> **DOCUMENT SECTION**
=== Section Start ===

Working with abused men is emotionaly exausting and frustrating. You will come up across hostility and wilful stupidity wherever you go and there are few people who can take this day in and day out. If you have been abused in your past then it can be even more difficult.

My advice would be to concentrate on funraising for a shelter even if it is in another area. This will be useful and is interesting to the media in a non threatening way. You may be able to get a group together in this way.

Good luck.

blackmanx

Thanks.   I  am   helping   DAHM  (Domestic  Abuse  Helpline  For  Men)  get  a  shelter.   I  continue  to  hand  out  flyers   with  information  aimed  at   helping  Male  Victims   of  Domestic  Violence.   I   hand  them  out  to  men and women,   straight  people  and  gay  people,  wherever  I  go.   I've  gotten  a  lot  of  positive  responses.   The  most  common  response  someone  gives  me,  whether  male  or   female,  after  reading  the  flyer  is  "It's  True".   I  think  that  some  progress  is  being  made  in   people's  minds.  A   lot  of  folks  realize  that  females  can  be  very  violent   toward  males   and  stuff.    In  fact,  many  people  think  that  females  are  more  likely  to  hit  first.   I  find  myself  agreeing   with  that.    I  will  continue  to  hand  them   out.   I've   given   hundreds  out   already.
y book, Men's Rights Activists.

http://www.lulu.com/content/418976

richard ford

Well done that man!

=== Section End ===

> **DATA EXTRACTS**
=== Section Start ===

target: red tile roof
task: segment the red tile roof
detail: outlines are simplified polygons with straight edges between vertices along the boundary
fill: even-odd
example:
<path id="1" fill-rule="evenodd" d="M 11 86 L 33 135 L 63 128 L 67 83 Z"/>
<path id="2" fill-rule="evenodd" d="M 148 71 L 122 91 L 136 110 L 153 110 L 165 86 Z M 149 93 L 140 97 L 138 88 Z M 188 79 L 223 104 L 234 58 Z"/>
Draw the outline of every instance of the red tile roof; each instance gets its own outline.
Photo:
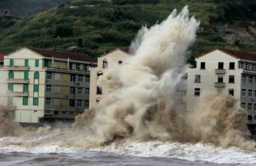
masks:
<path id="1" fill-rule="evenodd" d="M 7 54 L 0 53 L 0 61 L 4 61 L 4 56 L 7 55 Z"/>
<path id="2" fill-rule="evenodd" d="M 245 60 L 248 60 L 256 61 L 255 54 L 249 53 L 243 53 L 243 52 L 238 52 L 235 50 L 227 50 L 227 49 L 220 49 L 220 48 L 216 48 L 216 49 L 213 49 L 209 52 L 207 52 L 206 53 L 199 55 L 196 58 L 197 59 L 200 57 L 202 57 L 216 50 L 218 50 L 219 51 L 221 51 L 223 53 L 227 54 L 237 59 L 245 59 Z"/>
<path id="3" fill-rule="evenodd" d="M 70 60 L 87 62 L 97 62 L 97 59 L 88 55 L 74 53 L 64 52 L 49 49 L 29 47 L 28 49 L 44 56 L 56 58 L 68 59 Z"/>

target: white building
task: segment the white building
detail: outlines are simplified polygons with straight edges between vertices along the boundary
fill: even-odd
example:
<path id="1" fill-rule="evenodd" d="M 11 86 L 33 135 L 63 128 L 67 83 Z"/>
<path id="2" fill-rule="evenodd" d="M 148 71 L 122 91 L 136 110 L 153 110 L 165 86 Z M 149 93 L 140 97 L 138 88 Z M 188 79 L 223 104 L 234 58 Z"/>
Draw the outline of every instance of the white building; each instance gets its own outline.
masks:
<path id="1" fill-rule="evenodd" d="M 104 74 L 108 68 L 116 64 L 119 65 L 124 59 L 131 56 L 127 50 L 116 49 L 98 57 L 98 67 L 90 68 L 90 104 L 89 108 L 94 107 L 106 94 L 104 90 L 97 84 L 98 77 Z"/>
<path id="2" fill-rule="evenodd" d="M 256 54 L 216 49 L 197 56 L 196 68 L 188 69 L 187 111 L 202 91 L 223 93 L 238 99 L 237 106 L 247 110 L 248 127 L 255 131 Z"/>
<path id="3" fill-rule="evenodd" d="M 23 48 L 4 57 L 0 98 L 17 122 L 74 121 L 89 108 L 89 68 L 96 66 L 87 55 Z"/>

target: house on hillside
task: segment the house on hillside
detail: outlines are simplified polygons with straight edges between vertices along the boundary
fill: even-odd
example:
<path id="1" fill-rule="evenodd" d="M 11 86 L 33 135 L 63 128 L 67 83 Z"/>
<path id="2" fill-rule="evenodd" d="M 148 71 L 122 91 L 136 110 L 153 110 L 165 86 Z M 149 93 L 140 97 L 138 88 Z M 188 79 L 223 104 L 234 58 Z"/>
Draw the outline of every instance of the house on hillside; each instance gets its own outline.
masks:
<path id="1" fill-rule="evenodd" d="M 90 109 L 94 107 L 106 95 L 102 87 L 97 84 L 98 77 L 103 75 L 109 67 L 122 65 L 123 61 L 131 56 L 128 50 L 117 48 L 98 57 L 98 67 L 90 68 Z"/>
<path id="2" fill-rule="evenodd" d="M 23 48 L 4 56 L 2 90 L 13 119 L 22 123 L 73 121 L 89 107 L 87 55 Z"/>
<path id="3" fill-rule="evenodd" d="M 196 68 L 188 69 L 187 111 L 207 90 L 229 94 L 238 107 L 247 110 L 246 124 L 256 132 L 256 54 L 215 49 L 197 56 Z"/>

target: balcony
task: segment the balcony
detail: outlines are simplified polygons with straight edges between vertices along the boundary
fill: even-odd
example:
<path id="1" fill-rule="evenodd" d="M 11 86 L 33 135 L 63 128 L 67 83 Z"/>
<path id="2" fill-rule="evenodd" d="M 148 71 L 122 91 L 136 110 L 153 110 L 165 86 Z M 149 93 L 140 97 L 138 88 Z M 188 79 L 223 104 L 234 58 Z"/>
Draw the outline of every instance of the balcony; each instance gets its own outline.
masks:
<path id="1" fill-rule="evenodd" d="M 8 92 L 8 95 L 10 96 L 29 96 L 28 92 Z"/>
<path id="2" fill-rule="evenodd" d="M 29 66 L 0 66 L 0 70 L 12 70 L 12 71 L 29 71 L 30 67 Z"/>
<path id="3" fill-rule="evenodd" d="M 24 79 L 8 79 L 7 82 L 8 83 L 17 84 L 28 84 L 30 82 L 30 80 Z"/>
<path id="4" fill-rule="evenodd" d="M 46 70 L 47 71 L 53 71 L 53 72 L 60 72 L 64 73 L 74 73 L 74 74 L 84 74 L 85 73 L 89 72 L 89 71 L 86 70 L 74 70 L 70 69 L 66 69 L 66 68 L 54 68 L 52 67 L 43 67 L 42 69 Z"/>
<path id="5" fill-rule="evenodd" d="M 215 69 L 216 74 L 225 74 L 226 73 L 226 69 Z"/>
<path id="6" fill-rule="evenodd" d="M 225 87 L 225 82 L 216 82 L 214 83 L 214 86 L 218 88 Z"/>

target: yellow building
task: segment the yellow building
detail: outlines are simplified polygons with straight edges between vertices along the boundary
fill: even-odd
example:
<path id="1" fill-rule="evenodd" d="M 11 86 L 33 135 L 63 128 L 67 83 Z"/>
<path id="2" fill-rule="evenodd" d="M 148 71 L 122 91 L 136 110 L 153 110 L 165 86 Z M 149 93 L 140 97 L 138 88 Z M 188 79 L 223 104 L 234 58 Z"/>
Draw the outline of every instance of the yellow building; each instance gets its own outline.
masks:
<path id="1" fill-rule="evenodd" d="M 131 56 L 127 50 L 119 48 L 103 54 L 98 57 L 98 67 L 90 68 L 90 109 L 94 107 L 106 94 L 99 86 L 97 78 L 104 74 L 108 68 L 115 64 L 122 64 L 123 60 Z"/>
<path id="2" fill-rule="evenodd" d="M 0 67 L 2 100 L 16 121 L 72 121 L 89 107 L 90 72 L 97 66 L 84 54 L 23 48 Z"/>

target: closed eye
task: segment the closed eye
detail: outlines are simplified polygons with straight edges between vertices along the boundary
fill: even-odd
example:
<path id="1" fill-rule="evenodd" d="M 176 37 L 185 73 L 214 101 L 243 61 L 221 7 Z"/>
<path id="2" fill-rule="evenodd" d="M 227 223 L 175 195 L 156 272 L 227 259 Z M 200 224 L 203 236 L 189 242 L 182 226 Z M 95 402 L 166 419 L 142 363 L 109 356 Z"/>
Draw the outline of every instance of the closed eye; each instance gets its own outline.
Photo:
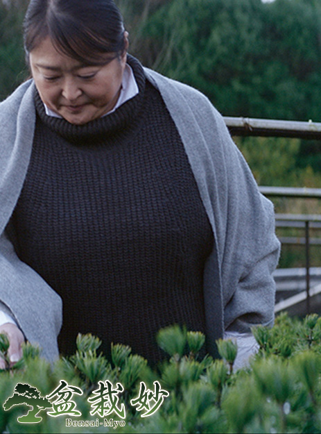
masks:
<path id="1" fill-rule="evenodd" d="M 90 78 L 94 78 L 96 74 L 96 73 L 94 72 L 94 74 L 91 74 L 90 75 L 86 75 L 86 76 L 78 75 L 78 77 L 80 78 L 82 78 L 83 80 L 90 80 Z"/>
<path id="2" fill-rule="evenodd" d="M 44 78 L 45 80 L 46 80 L 47 81 L 54 81 L 55 80 L 58 80 L 60 77 L 59 76 L 55 76 L 55 77 L 45 77 L 44 76 Z"/>

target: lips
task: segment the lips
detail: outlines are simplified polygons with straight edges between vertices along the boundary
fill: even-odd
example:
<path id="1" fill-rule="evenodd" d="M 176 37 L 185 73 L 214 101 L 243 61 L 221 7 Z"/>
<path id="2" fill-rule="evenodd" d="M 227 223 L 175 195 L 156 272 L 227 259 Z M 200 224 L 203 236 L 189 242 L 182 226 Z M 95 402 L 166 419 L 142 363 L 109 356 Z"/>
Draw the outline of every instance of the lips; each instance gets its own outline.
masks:
<path id="1" fill-rule="evenodd" d="M 64 107 L 71 112 L 78 112 L 83 110 L 85 107 L 85 104 L 82 104 L 80 106 L 65 106 Z"/>

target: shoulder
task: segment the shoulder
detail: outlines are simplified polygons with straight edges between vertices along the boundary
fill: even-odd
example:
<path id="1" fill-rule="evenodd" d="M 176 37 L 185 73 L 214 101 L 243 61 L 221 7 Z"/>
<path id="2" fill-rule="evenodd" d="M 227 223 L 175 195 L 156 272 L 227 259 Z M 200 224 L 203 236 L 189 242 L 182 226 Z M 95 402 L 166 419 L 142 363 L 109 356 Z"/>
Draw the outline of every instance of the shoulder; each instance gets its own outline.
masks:
<path id="1" fill-rule="evenodd" d="M 17 112 L 26 94 L 28 95 L 33 87 L 33 80 L 28 80 L 18 86 L 9 97 L 0 102 L 0 115 L 8 116 L 15 111 Z"/>
<path id="2" fill-rule="evenodd" d="M 160 92 L 172 117 L 184 136 L 191 132 L 199 133 L 207 144 L 215 147 L 232 139 L 222 115 L 204 94 L 194 87 L 144 68 L 148 80 Z M 184 132 L 186 134 L 184 134 Z"/>
<path id="3" fill-rule="evenodd" d="M 184 117 L 212 133 L 227 133 L 225 122 L 218 110 L 204 94 L 191 86 L 144 68 L 147 79 L 160 92 L 172 117 Z"/>
<path id="4" fill-rule="evenodd" d="M 209 99 L 194 87 L 180 81 L 166 77 L 149 68 L 144 68 L 144 71 L 147 78 L 159 90 L 162 91 L 164 87 L 167 87 L 170 88 L 171 91 L 174 90 L 175 94 L 180 94 L 182 98 L 186 99 L 187 101 L 211 105 Z"/>

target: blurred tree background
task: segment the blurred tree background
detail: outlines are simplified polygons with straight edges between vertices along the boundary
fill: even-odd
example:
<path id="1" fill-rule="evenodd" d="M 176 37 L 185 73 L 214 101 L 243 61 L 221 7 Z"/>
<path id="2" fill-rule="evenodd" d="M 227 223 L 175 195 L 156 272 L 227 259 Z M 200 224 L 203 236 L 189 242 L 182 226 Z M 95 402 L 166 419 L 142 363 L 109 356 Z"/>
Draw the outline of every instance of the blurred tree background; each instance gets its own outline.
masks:
<path id="1" fill-rule="evenodd" d="M 196 87 L 223 115 L 321 122 L 320 0 L 116 3 L 130 53 Z M 28 75 L 21 30 L 27 3 L 0 0 L 0 99 Z M 235 140 L 259 185 L 321 187 L 321 141 Z M 319 212 L 320 205 L 279 209 Z"/>

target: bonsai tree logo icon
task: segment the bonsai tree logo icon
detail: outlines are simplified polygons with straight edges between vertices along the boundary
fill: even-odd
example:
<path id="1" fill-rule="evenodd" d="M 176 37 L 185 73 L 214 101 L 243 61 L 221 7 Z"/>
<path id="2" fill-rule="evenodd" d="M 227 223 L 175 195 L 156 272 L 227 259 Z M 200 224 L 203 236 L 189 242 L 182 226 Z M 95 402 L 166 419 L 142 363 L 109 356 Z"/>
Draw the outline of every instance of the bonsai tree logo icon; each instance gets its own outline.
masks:
<path id="1" fill-rule="evenodd" d="M 42 420 L 42 417 L 37 414 L 44 408 L 52 408 L 51 403 L 40 396 L 40 392 L 35 387 L 28 384 L 18 384 L 15 387 L 13 395 L 8 398 L 3 404 L 5 410 L 10 410 L 13 406 L 25 404 L 31 407 L 26 415 L 18 417 L 21 424 L 37 424 Z"/>

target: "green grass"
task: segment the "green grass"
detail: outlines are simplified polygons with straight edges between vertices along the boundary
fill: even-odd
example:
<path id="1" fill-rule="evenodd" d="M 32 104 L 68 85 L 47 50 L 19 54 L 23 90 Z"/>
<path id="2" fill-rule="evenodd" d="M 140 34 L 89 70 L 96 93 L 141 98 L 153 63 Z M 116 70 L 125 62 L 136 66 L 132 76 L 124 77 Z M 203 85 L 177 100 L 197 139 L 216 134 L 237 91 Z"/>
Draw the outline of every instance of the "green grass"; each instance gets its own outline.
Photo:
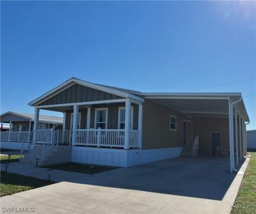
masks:
<path id="1" fill-rule="evenodd" d="M 52 183 L 54 182 L 18 174 L 1 172 L 0 196 L 10 195 Z"/>
<path id="2" fill-rule="evenodd" d="M 249 153 L 251 154 L 251 158 L 233 206 L 232 214 L 256 213 L 256 152 Z"/>
<path id="3" fill-rule="evenodd" d="M 10 155 L 10 161 L 8 155 L 2 156 L 0 157 L 0 163 L 5 162 L 19 162 L 20 161 L 20 155 Z"/>
<path id="4" fill-rule="evenodd" d="M 85 174 L 95 174 L 116 169 L 116 167 L 93 165 L 91 169 L 90 165 L 88 164 L 80 164 L 75 163 L 66 163 L 61 164 L 51 165 L 43 167 L 44 168 L 63 170 L 65 171 L 76 172 Z"/>

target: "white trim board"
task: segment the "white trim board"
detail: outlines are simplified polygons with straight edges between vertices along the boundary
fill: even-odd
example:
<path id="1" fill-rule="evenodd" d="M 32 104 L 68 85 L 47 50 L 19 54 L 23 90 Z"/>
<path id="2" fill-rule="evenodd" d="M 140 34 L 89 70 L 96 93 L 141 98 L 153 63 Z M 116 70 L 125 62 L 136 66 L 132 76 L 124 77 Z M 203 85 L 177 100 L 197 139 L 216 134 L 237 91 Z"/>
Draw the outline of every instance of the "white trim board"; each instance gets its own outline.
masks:
<path id="1" fill-rule="evenodd" d="M 106 128 L 108 129 L 108 107 L 104 107 L 104 108 L 95 108 L 95 113 L 94 113 L 94 128 L 96 128 L 96 123 L 97 123 L 97 112 L 98 111 L 106 111 L 106 121 L 104 123 L 105 123 Z"/>
<path id="2" fill-rule="evenodd" d="M 73 146 L 72 162 L 127 167 L 179 157 L 182 150 L 182 147 L 127 150 Z"/>

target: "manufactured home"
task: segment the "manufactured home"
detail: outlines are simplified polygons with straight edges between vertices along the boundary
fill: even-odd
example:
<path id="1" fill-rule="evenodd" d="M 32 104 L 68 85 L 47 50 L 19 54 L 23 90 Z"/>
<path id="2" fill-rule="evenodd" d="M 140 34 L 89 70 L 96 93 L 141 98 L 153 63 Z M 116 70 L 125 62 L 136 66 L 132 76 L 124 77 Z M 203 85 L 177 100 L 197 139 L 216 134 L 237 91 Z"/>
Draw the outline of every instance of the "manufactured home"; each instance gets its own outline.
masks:
<path id="1" fill-rule="evenodd" d="M 42 149 L 42 164 L 129 167 L 212 155 L 229 158 L 232 171 L 246 153 L 249 118 L 240 93 L 143 93 L 71 78 L 29 105 L 33 144 L 25 159 Z M 57 136 L 51 141 L 40 130 L 41 109 L 64 115 L 63 130 L 47 132 Z"/>
<path id="2" fill-rule="evenodd" d="M 8 124 L 8 130 L 1 128 L 0 132 L 2 149 L 20 149 L 22 142 L 25 143 L 26 148 L 28 146 L 28 143 L 33 137 L 33 114 L 8 111 L 0 115 L 0 122 L 4 123 L 3 126 L 5 127 L 7 126 L 6 123 Z M 63 118 L 40 115 L 38 129 L 62 129 L 63 123 Z"/>

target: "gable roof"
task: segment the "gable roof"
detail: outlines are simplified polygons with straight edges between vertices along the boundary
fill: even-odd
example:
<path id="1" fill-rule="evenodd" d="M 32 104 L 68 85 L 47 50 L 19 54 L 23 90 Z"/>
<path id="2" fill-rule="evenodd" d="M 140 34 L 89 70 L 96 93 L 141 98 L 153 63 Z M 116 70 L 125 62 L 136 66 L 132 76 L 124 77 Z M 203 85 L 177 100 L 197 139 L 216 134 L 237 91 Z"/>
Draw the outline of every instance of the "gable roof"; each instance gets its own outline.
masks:
<path id="1" fill-rule="evenodd" d="M 35 116 L 33 114 L 8 111 L 7 112 L 5 112 L 0 115 L 0 118 L 8 114 L 17 116 L 20 118 L 23 118 L 26 120 L 33 121 L 35 118 Z M 2 121 L 1 122 L 4 123 L 4 121 Z M 57 123 L 61 125 L 63 123 L 63 118 L 60 117 L 51 116 L 39 115 L 39 122 L 45 123 Z"/>
<path id="2" fill-rule="evenodd" d="M 154 102 L 159 102 L 160 99 L 166 101 L 176 100 L 176 103 L 180 103 L 182 100 L 187 100 L 186 105 L 184 104 L 186 106 L 189 106 L 189 104 L 188 103 L 188 100 L 194 100 L 193 102 L 196 102 L 196 100 L 205 100 L 205 102 L 209 100 L 216 100 L 215 104 L 218 105 L 218 103 L 220 103 L 220 101 L 217 100 L 225 100 L 227 101 L 230 98 L 231 101 L 234 102 L 241 98 L 241 102 L 235 104 L 235 107 L 237 109 L 239 114 L 242 116 L 244 121 L 250 121 L 241 93 L 143 93 L 138 91 L 95 84 L 74 77 L 67 80 L 38 98 L 31 101 L 29 103 L 29 105 L 36 106 L 76 84 L 111 93 L 124 98 L 131 98 L 139 102 L 144 102 L 144 98 L 150 99 L 151 100 L 154 100 Z M 178 100 L 180 100 L 180 102 L 177 102 Z M 226 107 L 226 104 L 223 105 Z"/>
<path id="3" fill-rule="evenodd" d="M 28 104 L 29 105 L 36 106 L 38 103 L 43 102 L 47 99 L 51 98 L 52 96 L 56 95 L 58 93 L 62 91 L 63 90 L 65 90 L 65 89 L 68 88 L 68 87 L 70 87 L 71 86 L 75 84 L 78 84 L 82 86 L 92 88 L 95 89 L 109 93 L 124 98 L 130 98 L 140 102 L 144 101 L 144 99 L 143 98 L 138 96 L 137 95 L 135 95 L 134 93 L 129 92 L 128 90 L 127 89 L 97 84 L 90 82 L 82 80 L 77 78 L 72 77 L 70 79 L 67 80 L 67 81 L 64 82 L 63 83 L 61 84 L 60 85 L 58 86 L 57 87 L 45 93 L 43 95 L 32 100 Z"/>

=== Section End ===

> **ACTIVITY**
Continue the forum discussion about helping male victims of domestic abuse from the point where it stops.

> **EXERCISE RESULT**
My own aproach right now is to fundrase by collecting used stamps and sending them to a the Mankind Initiative (UK based).

I am probably in a worse state emotionaly than you so I cannot get into arguments with denying men (it never happens) and abusing women (but they deserve it!) often these two types are in relationships with one another so you can see your future clients as you argue with them about the value of what you are doing.

I avoid this sort of thing by doing what the femminists do. They never discuss anything but move ahead as if agreement had been reached. In other words I simply start fundrasing and it assumed that the need is there.

I avoid direct contact with victims but I am talking to two men who became clinicaly depressed after running helplines on their own.

CaptDMO

Quote from: "richard ford"
Well done that man!
My own aproach right now is to fundrase by collecting used stamps and sending them to a the Mankind Initiative (UK based).


Used stamps?

Quote

I avoid direct contact with victims but I am talking to two men who became clinicaly depressed after running helplines on their own.


Anonnymity in mind, are you willing to share what pitfalls these gents had, that we may see them comming ourselves?

blackmanx

Thanks  for  the  info,  guys.   I  appreciate  it.
y book, Men's Rights Activists.

http://www.lulu.com/content/418976

richard ford

CaptDMO,

I think I know what you are asking.

Men who try to help victims of domestic violence tend to be codependent. This means they are strongly motivated to help others and give and give and give. Often this has atracted abusers into the life of the giver (an abuser is someone who will take and take and take so there is a good match there.)

The man who is most motivated to run a helpline is therefore least equiped to deal with it emotionaly. He will experience the pain, helplessnes, disbelief of the victim over and over again because this is how he felt while being abused. He will not limit his giving in any way or protect himself emotionaly because he has a need to give and cure the pain of others.

Codependents get a bad press but they are people who are too good for this world basicaly.

If you tend to be draned by people who latch on to you then you should think carefuly about victim support. If you have been abused yourself then be doubly safe.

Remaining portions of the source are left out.